(PROMPT) Copy the passage of the film course descriptions between "01:175:377:03 Classics of" and "Italian is required.", inclusive.

═══ EXERCISE TEXT

01:175:377:01 Latin American Film: Emotion and Engagement

Revolutionary vampires in Havana fight the mafia to gain control of a potion that will allow them to enjoy the Cuban sun; a young indigenous couple suffers the terrible persecution of their community in Mexico; an Argentine taxidermist planning a lucrative heist confronts humans’ fraught relationship to non-human animals. Latin American filmmakers have often been on the forefront of efforts to use film to entertain and emotionally engage audiences while heightening their awareness of—and prompting them to take action to resolve—socio-economic problems and political oppression. In this course we will explore the wildly inventive ways in which different types of filmmaking (fiction, documentary, animation and hybrids) and a variety of cinematic genres (comedy, melodrama, horror and exploitation, noir) have been deployed by Latin American filmmakers to create politically-engaged cinema. Although extraordinary films have been produced throughout Latin America, this semester we will pay special attention to works from three countries: Cuba, Mexico, and Argentina. This will also allow us to explore in greater depth the complexities of each context.

Instructor: MARTIN-MARQUEZ

 

01:175:377:02 Modern French Cinema

This course surveys the history of French cinema from World War II to the present. These are tumultuous years; they include the "New Wave" of the late 1950s and 1960s (works of Resnais, Godard, and others), the return to traditional forms in the 1970s and 1980s (but often with untraditional content, as in the disturbing comedies of Bertrand Blier), the "New New Wave" that followed (films by Olivier Assayas and Claire Denis, among others), and the radically diverse cinema of the present day. Films screened will be examined both in their historical-political context and as works of art and/or entertainment. Please note that several films contain adult themes and situations, and occasional (full) nudity. [This course fulfills Core Requirements AHp]

Instructor: WILLIAMS

 

01:175:377:03 Classics of Italian Cinema

This course provides a historical introduction to Italian cinema, concentrating on examples of classical genres and movements, such as the early silent epic, the classics of neorealism, auteurs of the 50’s, 60’s and 70’s, the commedia all’italiana (comedy, Italian style), and the spaghetti Western. We will examine issues of cinematic representation and production, and societal values (e.g., gender, family relations, and national identity vs. local cultures), while refining close-analysis skills. No knowledge of Italian is required.

══════
═══ DATA EXTRACTS

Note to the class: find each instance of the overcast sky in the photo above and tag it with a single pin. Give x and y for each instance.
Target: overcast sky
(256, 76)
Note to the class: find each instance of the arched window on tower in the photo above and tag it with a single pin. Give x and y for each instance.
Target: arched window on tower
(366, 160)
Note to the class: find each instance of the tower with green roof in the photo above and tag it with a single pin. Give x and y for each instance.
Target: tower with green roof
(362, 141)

══════

(SOLUTION)
01:175:377:03 Classics of Italian Cinema

This course provides a historical introduction to Italian cinema, concentrating on examples of classical genres and movements, such as the early silent epic, the classics of neorealism, auteurs of the 50’s, 60’s and 70’s, the commedia all’italiana (comedy, Italian style), and the spaghetti Western. We will examine issues of cinematic representation and production, and societal values (e.g., gender, family relations, and national identity vs. local cultures), while refining close-analysis skills. No knowledge of Italian is required.